'''

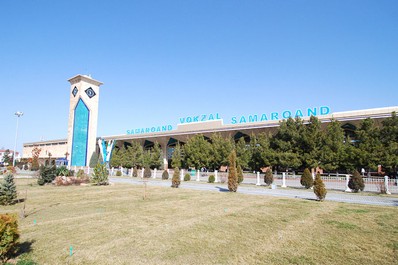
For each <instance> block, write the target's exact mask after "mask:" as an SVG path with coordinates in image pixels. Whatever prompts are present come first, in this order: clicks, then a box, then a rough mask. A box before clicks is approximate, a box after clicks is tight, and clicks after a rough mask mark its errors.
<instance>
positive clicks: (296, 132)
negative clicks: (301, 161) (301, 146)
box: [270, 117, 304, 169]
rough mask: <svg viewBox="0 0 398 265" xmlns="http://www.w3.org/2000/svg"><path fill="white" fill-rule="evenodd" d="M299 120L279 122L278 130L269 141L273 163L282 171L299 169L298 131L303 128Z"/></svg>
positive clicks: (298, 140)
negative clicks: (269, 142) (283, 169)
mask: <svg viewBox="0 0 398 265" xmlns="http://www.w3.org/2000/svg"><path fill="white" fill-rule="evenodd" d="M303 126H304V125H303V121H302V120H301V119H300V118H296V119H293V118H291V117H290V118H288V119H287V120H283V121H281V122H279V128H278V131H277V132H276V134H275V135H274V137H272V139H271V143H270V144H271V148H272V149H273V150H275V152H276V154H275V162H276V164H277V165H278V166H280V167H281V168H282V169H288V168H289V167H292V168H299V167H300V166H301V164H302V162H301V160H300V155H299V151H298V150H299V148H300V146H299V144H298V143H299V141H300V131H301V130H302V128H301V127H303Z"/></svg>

'''

TO DO:
Quote the lines of every item verbatim, leaving out the pictures.

YOUR RESPONSE:
For each <instance> block, write the target's exact mask after "mask:" as an SVG path with coordinates in image pixels. Whatever prompts are present come first, in this order: clicks, then a box, then a rough mask. A box before clicks is approximate, a box after clicks is tight, and clicks after a rough mask mark its errors.
<instance>
positive clicks: (296, 132)
negative clicks: (301, 161) (301, 146)
box: [270, 117, 304, 169]
rough mask: <svg viewBox="0 0 398 265" xmlns="http://www.w3.org/2000/svg"><path fill="white" fill-rule="evenodd" d="M299 120L279 122L278 130L269 141L273 163L282 171L299 169L298 131L303 128Z"/></svg>
positive clicks: (298, 140)
negative clicks: (269, 142) (283, 169)
mask: <svg viewBox="0 0 398 265" xmlns="http://www.w3.org/2000/svg"><path fill="white" fill-rule="evenodd" d="M303 126H304V125H303V121H302V120H301V119H300V118H296V119H293V118H291V117H290V118H288V119H287V120H283V121H281V122H279V128H278V131H277V132H276V134H275V135H274V137H272V139H271V143H270V144H271V148H272V149H273V150H275V152H276V154H275V162H276V164H277V165H278V166H280V167H281V168H282V169H288V168H289V167H292V168H299V167H300V166H301V164H302V162H301V160H300V155H299V151H298V150H299V148H300V146H299V144H298V143H299V141H300V131H301V130H302V128H301V127H303Z"/></svg>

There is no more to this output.